● Requirements
Reproduce word for word the part of the QAGCN page between "To appear at" and "over Knowledge Graphs.", inclusive.

QAGCN: Answering Multi-Relation Questions via Single-Step Implicit Reasoning over Knowledge Graphs

Ruijie Wang, Luca Rossetto, Michael Cochez, and Abraham Bernstein

To appear at the 21st European Semantic Web Conference (ESWC 2024).

Arxiv preprint: QAGCN: Answering Multi-Relation Questions via Single-Step Implicit Reasoning over Knowledge Graphs.

Environment Setup

Please set up a Python environment with Pytorch, Pytorch Geometric, Pytorch Scatter, Transformers, NetworkX, and Graph-tool installed.

Data and Models

Please download the prepared data and our pretrained models for MetaQA, PathQuestion (PQ), and PathQuestion-Large (PQL) from OSF. (Unzip data.zip and move it to the root directory.)

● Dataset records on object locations
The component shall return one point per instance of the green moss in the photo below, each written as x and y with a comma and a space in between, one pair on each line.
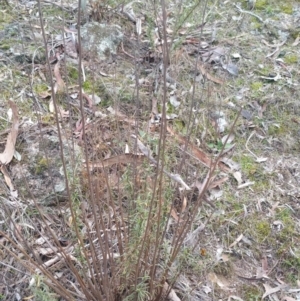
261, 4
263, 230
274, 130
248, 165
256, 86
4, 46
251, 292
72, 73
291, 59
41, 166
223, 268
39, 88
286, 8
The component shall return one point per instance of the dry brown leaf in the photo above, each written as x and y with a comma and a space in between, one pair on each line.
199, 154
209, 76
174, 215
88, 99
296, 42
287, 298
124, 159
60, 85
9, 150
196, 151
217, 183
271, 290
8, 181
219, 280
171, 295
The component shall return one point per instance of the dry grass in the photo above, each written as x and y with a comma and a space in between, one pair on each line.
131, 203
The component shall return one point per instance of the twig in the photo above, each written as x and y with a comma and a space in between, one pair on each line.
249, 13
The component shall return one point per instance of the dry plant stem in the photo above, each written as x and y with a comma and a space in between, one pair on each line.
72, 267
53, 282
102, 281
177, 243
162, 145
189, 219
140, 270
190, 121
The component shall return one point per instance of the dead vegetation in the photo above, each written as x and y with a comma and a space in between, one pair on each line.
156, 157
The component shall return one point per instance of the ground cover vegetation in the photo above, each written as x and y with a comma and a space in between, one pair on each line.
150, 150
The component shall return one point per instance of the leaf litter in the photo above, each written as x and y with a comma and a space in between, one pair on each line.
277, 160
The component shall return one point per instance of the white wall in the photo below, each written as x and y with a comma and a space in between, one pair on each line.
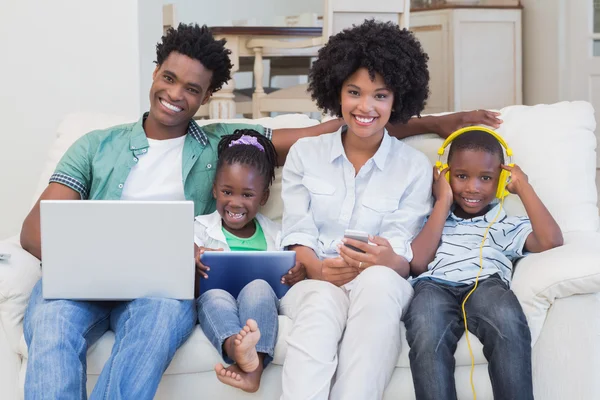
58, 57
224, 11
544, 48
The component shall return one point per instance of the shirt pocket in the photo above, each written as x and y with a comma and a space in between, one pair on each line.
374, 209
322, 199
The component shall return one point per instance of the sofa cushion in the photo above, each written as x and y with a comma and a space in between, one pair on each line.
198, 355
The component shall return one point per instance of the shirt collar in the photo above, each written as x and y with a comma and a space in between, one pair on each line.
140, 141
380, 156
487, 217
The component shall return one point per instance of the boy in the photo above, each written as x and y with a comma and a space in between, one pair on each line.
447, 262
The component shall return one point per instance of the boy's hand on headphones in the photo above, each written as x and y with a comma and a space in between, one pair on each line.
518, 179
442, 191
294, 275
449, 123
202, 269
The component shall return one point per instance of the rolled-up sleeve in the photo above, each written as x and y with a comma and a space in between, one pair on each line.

● Answer to the exercise
To appear at the 21st European Semantic Web Conference (ESWC 2024).

Arxiv preprint: QAGCN: Answering Multi-Relation Questions via Single-Step Implicit Reasoning over Knowledge Graphs.